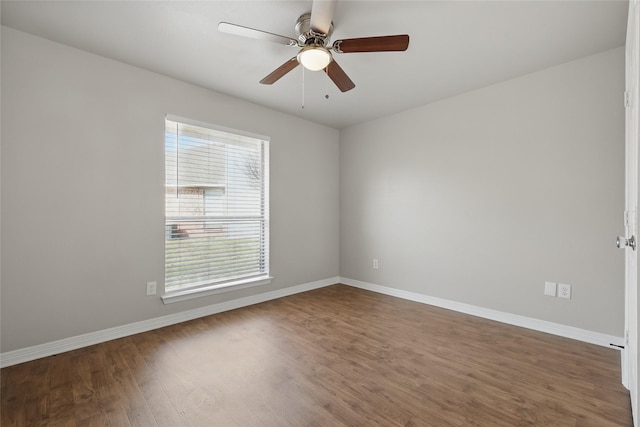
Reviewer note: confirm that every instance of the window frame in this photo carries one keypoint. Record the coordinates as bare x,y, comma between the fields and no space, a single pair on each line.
223,285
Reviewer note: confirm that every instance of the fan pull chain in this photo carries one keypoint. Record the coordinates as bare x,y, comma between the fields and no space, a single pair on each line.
326,82
303,88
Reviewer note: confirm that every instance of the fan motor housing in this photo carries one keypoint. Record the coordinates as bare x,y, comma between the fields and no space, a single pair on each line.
306,35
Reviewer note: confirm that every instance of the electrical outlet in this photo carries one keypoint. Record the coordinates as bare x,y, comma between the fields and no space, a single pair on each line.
550,289
564,290
151,288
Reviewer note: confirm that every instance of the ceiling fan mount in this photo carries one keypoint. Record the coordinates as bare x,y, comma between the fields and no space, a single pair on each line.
314,30
306,34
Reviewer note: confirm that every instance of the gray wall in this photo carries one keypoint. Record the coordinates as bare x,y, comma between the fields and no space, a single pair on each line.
478,198
83,190
482,197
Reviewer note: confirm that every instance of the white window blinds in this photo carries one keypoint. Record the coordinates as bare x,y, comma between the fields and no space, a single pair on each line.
217,228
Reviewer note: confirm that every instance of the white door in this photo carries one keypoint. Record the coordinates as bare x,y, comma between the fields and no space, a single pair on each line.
630,353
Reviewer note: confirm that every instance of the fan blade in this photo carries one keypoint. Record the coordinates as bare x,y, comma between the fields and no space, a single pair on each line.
372,44
322,15
339,77
239,30
280,71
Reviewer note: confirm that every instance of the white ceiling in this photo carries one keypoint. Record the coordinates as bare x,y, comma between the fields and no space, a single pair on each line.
455,46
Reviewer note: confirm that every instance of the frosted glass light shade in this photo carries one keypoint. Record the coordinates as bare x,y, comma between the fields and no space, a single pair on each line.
314,58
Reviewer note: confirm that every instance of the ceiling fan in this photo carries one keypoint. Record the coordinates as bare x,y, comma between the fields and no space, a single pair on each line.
314,30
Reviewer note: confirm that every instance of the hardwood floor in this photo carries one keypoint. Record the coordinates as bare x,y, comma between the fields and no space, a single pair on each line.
330,357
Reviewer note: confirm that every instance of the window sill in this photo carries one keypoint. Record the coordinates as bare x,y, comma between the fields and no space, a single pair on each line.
212,290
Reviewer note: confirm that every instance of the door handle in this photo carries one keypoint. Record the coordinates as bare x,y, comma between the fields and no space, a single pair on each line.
623,242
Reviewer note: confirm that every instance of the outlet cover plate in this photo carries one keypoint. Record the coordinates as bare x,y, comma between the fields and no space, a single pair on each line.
151,288
564,291
550,289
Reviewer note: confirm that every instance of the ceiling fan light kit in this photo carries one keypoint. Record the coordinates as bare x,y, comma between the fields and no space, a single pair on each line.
314,58
314,30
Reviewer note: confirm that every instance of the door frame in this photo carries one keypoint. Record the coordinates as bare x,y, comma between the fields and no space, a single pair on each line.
630,362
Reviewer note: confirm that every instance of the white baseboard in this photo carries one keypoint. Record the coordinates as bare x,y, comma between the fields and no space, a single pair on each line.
67,344
499,316
55,347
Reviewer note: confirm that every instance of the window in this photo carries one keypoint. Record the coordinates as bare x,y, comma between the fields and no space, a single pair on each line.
216,209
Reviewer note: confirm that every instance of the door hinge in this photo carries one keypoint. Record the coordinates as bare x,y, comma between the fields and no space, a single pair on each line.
630,219
627,99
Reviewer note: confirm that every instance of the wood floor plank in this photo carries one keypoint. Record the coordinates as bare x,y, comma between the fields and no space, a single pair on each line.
336,356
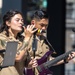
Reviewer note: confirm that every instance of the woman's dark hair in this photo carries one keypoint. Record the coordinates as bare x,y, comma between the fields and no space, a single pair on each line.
40,14
7,17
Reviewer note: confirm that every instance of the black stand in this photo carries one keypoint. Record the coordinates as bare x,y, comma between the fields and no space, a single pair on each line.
34,47
73,46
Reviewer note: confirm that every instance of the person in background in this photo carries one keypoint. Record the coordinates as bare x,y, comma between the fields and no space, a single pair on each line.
11,30
39,45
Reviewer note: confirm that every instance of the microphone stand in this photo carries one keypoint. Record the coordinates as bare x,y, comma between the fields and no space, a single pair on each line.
34,47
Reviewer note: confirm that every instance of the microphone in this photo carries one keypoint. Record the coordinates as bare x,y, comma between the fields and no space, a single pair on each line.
39,31
49,44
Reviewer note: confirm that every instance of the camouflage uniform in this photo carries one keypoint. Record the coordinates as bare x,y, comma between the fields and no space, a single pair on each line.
42,48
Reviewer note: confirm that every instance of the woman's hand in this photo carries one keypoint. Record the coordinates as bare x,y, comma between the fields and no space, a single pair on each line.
33,63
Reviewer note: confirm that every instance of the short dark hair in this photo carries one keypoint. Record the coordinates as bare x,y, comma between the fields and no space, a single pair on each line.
40,14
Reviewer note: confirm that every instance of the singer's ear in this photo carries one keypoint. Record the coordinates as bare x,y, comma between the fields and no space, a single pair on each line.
32,22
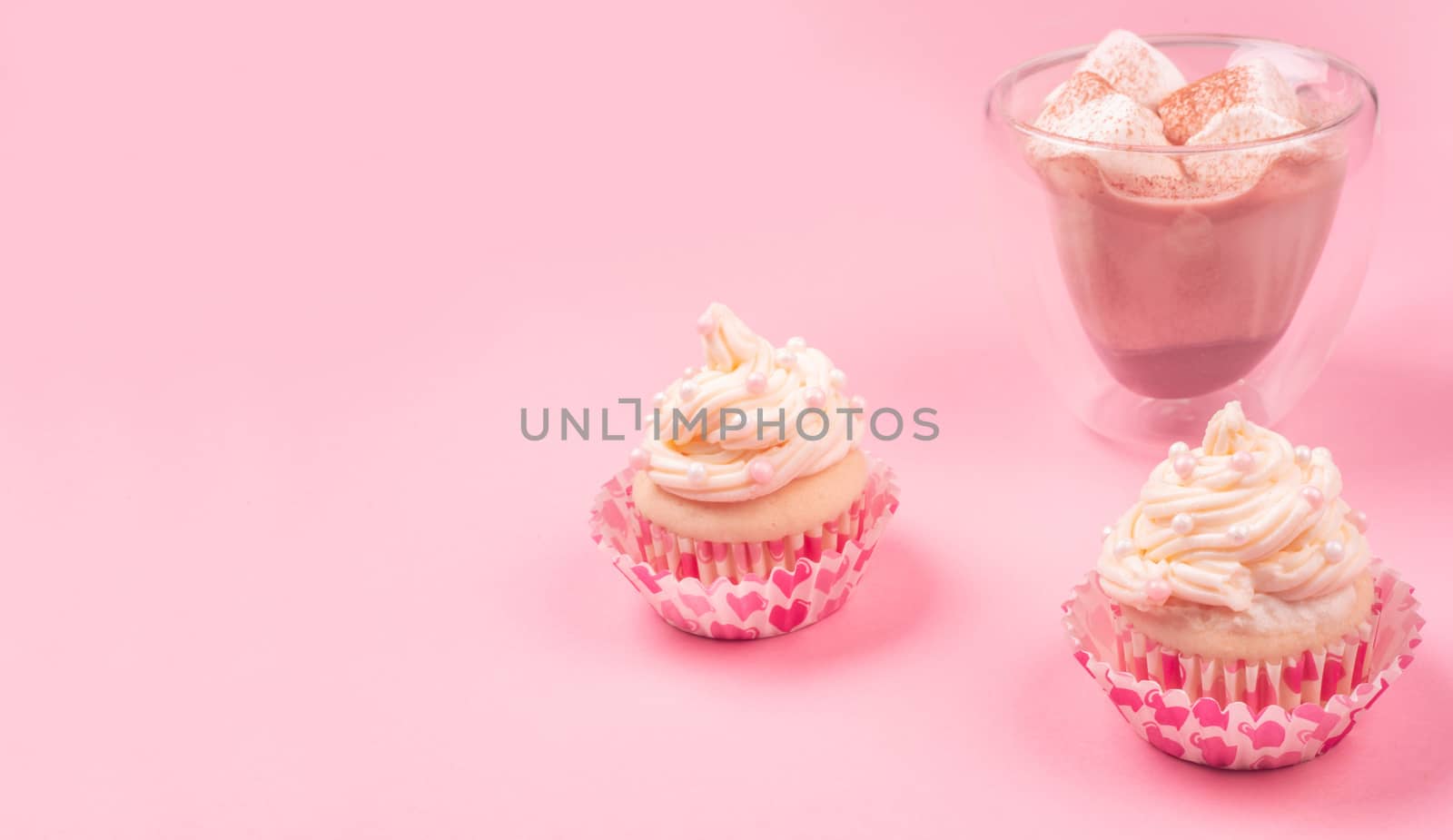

※ ※ ※

Exercise:
Rewrite all the records above with "Reviewer note" swapped for "Annotator note" everywhere it appears, changing nothing else, and leave out the pictures.

Right answer:
Annotator note: confirm that every instance of the window frame in this photo carries one keypoint. Record the coordinates as bare x,y, comma between the fields and no space, a single pair on each line.
223,285
Annotator note: confirm that every instance of the fan pull chain in this photo carries one keypoint. Record the coordinates as bare x,y, comma between the fields and no space, a single pair on each line.
326,82
303,88
Annotator note: confirm that every instance of the fan motor housing in this photo carries one keypoint. Record the coordinates as bare x,y, comma between the fields and no space, a single pair on each line.
306,35
Annotator note: confirm that every instance of the electrical outlet in this photo carries one keypoint. Record the coordinates as bare x,y, comma between the fields and no space, a single pair on each line.
550,289
564,290
151,288
Annotator note: confirm that every instance of the ceiling fan mount in this photo carries one keypoint. Record the coordinates as bare x,y, comma between the fields and no space, a single pair on each line.
314,30
306,34
Annotator note: confirm that every instance of the gray wall in this photo carries one keypoint. Record the coordinates as bare x,y, comma between the fields and no space, a single pair on each line.
478,198
83,190
482,197
Annotator note: confirm that every instance of the white window blinds in this photo carries one keypoint. Record the coordinates as bare x,y, comma between the fields and no space, a single pair on each line.
217,228
Annotator note: confirm that every instance of the white door in this photo carries one keypoint. Record the coordinates as bare x,y, comma between the fields and no space, a single pair on each line.
630,353
Annotator note: confirm that every instance of the fan blade in this photo carries one keypoint. Record the coordinates as bare x,y, comma between the fields and no space, a single pair on each line.
372,44
322,15
339,77
239,30
280,71
Annotator note: confirm that every instance of the white ceiling in this photo carries one keypoint. Record the coordinates as bare x,y, comma between the fields and no space, a single pair on each line.
455,46
Annotator note: confirm that every instance of the frosted glass light shade in this photo carries one keypoint. Record the coordinates as bare x,y, comma between the fields and no space, a single pair on each line.
314,58
Annotator note: confirm that every instance of the ceiling fan in this photo carries one keypoint. Record the coordinates as bare x,y, comma between the fields and no space, a single pair on each line.
314,30
Annotator note: confirm that every instance of the hardwood floor in this photo carries one keypoint. Record the coordinates as bare x,y, comma between the fields and no space, a single pair on each line.
330,357
Annotator note: confirm that every instance of the window sill in this photo carries one keypoint. Record the coordinates as bare x,y, comma between the fields and no space, a single pair on each line.
212,290
Annotator note: confirm that every instance of the door handle in this photo carries one keypoint. Record the coordinates as bare x,y, comma between the fields and no space, a single pair on each line.
623,242
Annotator note: confirm that every instance of the outlet cover plate in this photo carries one keypoint. Record the coordinates as bare x,y, comma between the fields and no space, a single pair on each line.
151,288
564,291
550,289
Annotator note: confirm that every instance of the ceiling fan light kit in this photo carries one keypoint. Record the coordinates as bare x,y, comma between the fields and no space, a single pair on each line.
314,58
314,30
Annotator note: confirm that every instance of the door frame in this photo carries one keypoint. Record the coordinates as bare x,y, comma between the fields and no space, a single pair on each line.
630,362
Annotator note: confirm that every instance of the white baseboard in this photo carries one keypoint. Record the coordinates as bare x,y, comma between the fields and no space, a single pair on each line.
67,344
499,316
55,347
Annotator note: confirm that every instance of the window in this photo carries one keypoint. Record the coordinates as bare x,y, comma between the fields and no space, a single pair on each line.
216,209
Annotator note: confirm that every instance of the door hinge in this photo carries one keypoint. Record the coordinates as bare x,y, comma between the fields and no space, a single pair on each line.
630,219
627,99
Annotator note: confirm that every instance of the wood floor plank in this photo carries one keypoint. Record the coordinates as bare x,y, comma between the fields and no space, a single pair on each line.
336,356
Annotator note: confirm that every instance of the woman's dark hair in this photo carries one keypoint. Record the coordinates as bare x,y, comma between the fields and no space, a single pair on each line.
40,14
7,17
Annotator note: confirm that every instance of the black stand in this photo carries one keypoint. Record the coordinates as bare x,y, comma between the fields and no space, a single pair on each line.
34,47
73,46
Annotator note: confirm that every instance of the person in background in this photo carries one keypoint. Record the coordinates as bare x,y, comma between the fields and no space, a single pair on each line.
11,30
39,45
Annotator note: confirm that every instance of the microphone stand in this photo carries one keypoint. Record the coordinates as bare x,y, comma between the fields and no space, a single pair on each line.
34,47
Annotator note: confirm that every instance of the microphone in this photo carries one keypoint. Record the coordinates as bare x,y, comma between the fields and no space, a single pair on each line.
39,31
49,44
Annotator note: confirm that every instance of the camouflage uniform in this photo carries one keypoint. Record the coordinates as bare x,y, comma between the fields and no space, a single pair on each line.
42,48
Annotator note: confirm that every instance of the woman's hand in this photo carries one keypoint. Record the coordinates as bare x,y, comma between the fields and no space, a single pair on each line.
33,63
Annotator note: confirm that every instance of the short dark hair in this photo carries one keypoint. Record the coordinates as bare x,y, comma between the fields and no space, a single pair on each line.
40,14
Annotator note: confirm that every instance of the singer's ear in this photo carries one keypoint. Record the coordinates as bare x,y, comma between the fields and no space, a single pair on each line.
32,22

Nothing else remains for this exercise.